Quote every line below exactly as it reads.

——

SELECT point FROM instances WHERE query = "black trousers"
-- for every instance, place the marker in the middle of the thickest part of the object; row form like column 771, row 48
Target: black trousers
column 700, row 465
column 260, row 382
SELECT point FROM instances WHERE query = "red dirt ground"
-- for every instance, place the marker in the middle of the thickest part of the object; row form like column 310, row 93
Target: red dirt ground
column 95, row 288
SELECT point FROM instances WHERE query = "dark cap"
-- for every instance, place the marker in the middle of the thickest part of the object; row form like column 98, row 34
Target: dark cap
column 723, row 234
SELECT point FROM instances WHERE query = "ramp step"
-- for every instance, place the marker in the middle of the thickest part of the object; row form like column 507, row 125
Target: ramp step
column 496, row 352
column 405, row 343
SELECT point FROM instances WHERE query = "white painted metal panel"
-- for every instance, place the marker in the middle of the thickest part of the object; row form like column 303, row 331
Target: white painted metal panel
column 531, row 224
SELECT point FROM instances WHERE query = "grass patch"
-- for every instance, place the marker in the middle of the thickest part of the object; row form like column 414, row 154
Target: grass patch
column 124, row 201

——

RESULT FOR THIS EXERCISE:
SELECT point FROM instances WHERE query = "black trousers"
-- for every instance, place the marker in the middle of the thickest part of the object; row form like column 771, row 48
Target: black trousers
column 700, row 465
column 260, row 382
SELECT point FROM instances WHERE query = "red dirt ground"
-- for every instance, place the marker in the middle of the thickest part of the object; row form like column 310, row 93
Target: red dirt ground
column 95, row 288
SELECT point FROM instances WHERE query = "dark cap"
-- for every instance, place the marker in the middle of the thickest part of the object; row form like column 98, row 34
Target: dark cap
column 723, row 234
SELECT point FROM instances WHERE query = "ramp step"
-- for every instance, place the marker in the middle of the thickest part of the object; row form like column 507, row 125
Target: ramp step
column 496, row 352
column 405, row 343
SELECT point FROM instances WHERE query = "white painted metal panel"
-- for every instance, place the marker in the middle of the thickest part of the object; row form like column 303, row 331
Target: white painted metal panel
column 531, row 224
SELECT point FROM instances WHERE query = "grass patch"
-- for every instance, place the marker in the middle of the thickest part of the object; row form like column 414, row 154
Target: grass patch
column 124, row 201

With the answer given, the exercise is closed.